(TASK OBJECTIVE): Reproduce the stretch of the listing below from the line containing "Task: draw a bounding box around the banana" through the end of the listing, with no changes.

Box-labeled dataset extracts
-- begin --
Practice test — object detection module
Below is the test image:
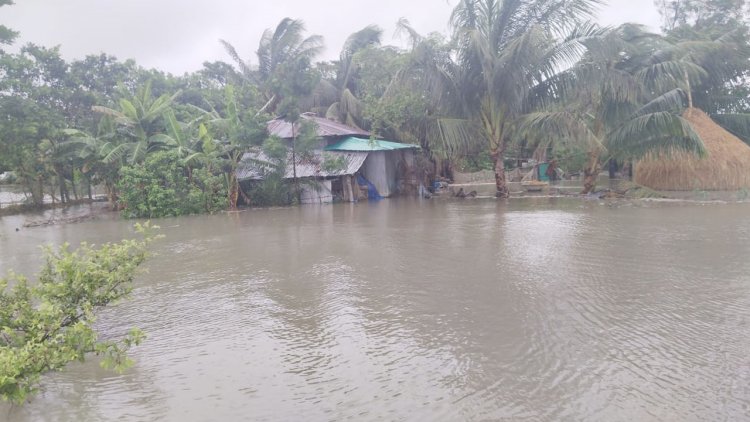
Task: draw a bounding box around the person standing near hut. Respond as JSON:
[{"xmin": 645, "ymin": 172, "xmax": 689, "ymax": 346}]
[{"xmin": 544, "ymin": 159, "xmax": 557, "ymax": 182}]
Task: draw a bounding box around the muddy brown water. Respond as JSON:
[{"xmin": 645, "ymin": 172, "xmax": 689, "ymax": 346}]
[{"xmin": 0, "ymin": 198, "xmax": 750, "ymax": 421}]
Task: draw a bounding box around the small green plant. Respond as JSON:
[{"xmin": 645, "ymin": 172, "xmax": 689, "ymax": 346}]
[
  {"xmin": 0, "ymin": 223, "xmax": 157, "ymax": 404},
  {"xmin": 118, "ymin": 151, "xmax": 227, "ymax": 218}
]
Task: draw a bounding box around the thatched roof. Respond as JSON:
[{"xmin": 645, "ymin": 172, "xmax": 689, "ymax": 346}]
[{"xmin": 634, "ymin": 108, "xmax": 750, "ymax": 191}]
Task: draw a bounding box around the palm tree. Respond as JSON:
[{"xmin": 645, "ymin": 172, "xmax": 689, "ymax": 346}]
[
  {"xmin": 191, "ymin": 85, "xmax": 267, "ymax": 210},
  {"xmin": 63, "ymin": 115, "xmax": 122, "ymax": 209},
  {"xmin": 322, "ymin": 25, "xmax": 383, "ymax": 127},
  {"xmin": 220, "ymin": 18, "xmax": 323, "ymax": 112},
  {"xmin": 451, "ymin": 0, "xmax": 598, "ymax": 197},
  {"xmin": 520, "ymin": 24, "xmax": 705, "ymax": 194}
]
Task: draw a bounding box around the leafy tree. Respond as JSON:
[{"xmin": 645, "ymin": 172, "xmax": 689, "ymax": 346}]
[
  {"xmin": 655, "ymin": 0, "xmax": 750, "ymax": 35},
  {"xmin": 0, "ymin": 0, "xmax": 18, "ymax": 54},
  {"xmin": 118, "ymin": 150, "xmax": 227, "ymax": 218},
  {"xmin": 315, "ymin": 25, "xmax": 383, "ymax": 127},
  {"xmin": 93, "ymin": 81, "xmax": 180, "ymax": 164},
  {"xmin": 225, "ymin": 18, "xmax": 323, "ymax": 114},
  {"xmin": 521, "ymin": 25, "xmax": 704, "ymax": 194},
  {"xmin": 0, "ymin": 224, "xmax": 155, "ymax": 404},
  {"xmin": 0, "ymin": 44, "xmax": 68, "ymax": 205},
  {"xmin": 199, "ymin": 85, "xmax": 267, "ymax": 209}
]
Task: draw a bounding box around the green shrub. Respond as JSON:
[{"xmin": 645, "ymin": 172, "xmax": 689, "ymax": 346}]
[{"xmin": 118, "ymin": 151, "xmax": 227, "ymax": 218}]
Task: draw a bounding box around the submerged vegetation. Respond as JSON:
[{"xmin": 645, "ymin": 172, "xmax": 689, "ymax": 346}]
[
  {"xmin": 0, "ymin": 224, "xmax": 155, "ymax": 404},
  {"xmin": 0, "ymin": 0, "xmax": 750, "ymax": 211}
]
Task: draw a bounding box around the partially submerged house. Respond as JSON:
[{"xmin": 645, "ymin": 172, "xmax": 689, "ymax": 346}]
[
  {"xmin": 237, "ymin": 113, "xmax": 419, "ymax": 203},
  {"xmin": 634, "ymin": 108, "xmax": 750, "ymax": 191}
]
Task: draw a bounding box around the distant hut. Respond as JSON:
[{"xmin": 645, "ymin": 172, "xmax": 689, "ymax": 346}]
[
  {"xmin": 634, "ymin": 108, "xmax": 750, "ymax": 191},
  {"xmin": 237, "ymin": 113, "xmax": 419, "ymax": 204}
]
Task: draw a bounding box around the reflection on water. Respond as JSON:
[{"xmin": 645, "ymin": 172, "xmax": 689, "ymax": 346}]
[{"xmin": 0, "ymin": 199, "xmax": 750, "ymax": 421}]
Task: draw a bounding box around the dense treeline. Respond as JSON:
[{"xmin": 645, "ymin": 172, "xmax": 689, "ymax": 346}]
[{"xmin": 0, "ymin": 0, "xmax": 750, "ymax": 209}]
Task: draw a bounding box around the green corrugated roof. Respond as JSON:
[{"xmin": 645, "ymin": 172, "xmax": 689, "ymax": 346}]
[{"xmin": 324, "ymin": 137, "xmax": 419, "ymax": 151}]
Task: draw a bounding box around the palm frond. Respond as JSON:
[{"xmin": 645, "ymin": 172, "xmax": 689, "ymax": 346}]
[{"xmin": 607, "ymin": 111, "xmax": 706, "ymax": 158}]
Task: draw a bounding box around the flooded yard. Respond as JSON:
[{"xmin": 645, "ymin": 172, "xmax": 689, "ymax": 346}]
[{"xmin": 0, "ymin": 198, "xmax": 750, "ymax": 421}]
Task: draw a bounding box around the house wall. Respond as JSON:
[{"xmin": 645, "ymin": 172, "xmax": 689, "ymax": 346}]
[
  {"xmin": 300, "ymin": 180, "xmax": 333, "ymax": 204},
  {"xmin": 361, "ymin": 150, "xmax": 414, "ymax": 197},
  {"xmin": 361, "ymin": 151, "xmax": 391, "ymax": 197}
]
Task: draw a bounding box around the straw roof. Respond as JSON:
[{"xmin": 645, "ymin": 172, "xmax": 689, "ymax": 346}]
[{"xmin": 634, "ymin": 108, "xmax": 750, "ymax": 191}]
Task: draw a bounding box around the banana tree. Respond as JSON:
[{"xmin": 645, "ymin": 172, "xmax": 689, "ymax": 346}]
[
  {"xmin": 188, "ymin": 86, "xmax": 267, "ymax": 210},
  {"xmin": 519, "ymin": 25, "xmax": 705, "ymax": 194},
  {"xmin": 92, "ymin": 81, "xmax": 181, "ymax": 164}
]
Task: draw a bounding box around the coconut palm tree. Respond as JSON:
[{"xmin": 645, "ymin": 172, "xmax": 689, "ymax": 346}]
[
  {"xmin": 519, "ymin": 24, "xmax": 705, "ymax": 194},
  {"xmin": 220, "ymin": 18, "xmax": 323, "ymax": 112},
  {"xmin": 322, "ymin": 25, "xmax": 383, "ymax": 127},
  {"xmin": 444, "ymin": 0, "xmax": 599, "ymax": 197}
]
-- end --
(RESULT BELOW):
Task: draw a bounding box around the banana tree. Respond as JSON:
[{"xmin": 645, "ymin": 172, "xmax": 689, "ymax": 346}]
[
  {"xmin": 188, "ymin": 86, "xmax": 267, "ymax": 210},
  {"xmin": 519, "ymin": 25, "xmax": 705, "ymax": 194},
  {"xmin": 92, "ymin": 81, "xmax": 181, "ymax": 164}
]
Task: draw a bounding box around the coconut palm tree. Respond as JSON:
[{"xmin": 645, "ymin": 172, "xmax": 689, "ymax": 346}]
[
  {"xmin": 519, "ymin": 24, "xmax": 705, "ymax": 194},
  {"xmin": 220, "ymin": 18, "xmax": 323, "ymax": 112},
  {"xmin": 322, "ymin": 25, "xmax": 383, "ymax": 127},
  {"xmin": 444, "ymin": 0, "xmax": 599, "ymax": 197}
]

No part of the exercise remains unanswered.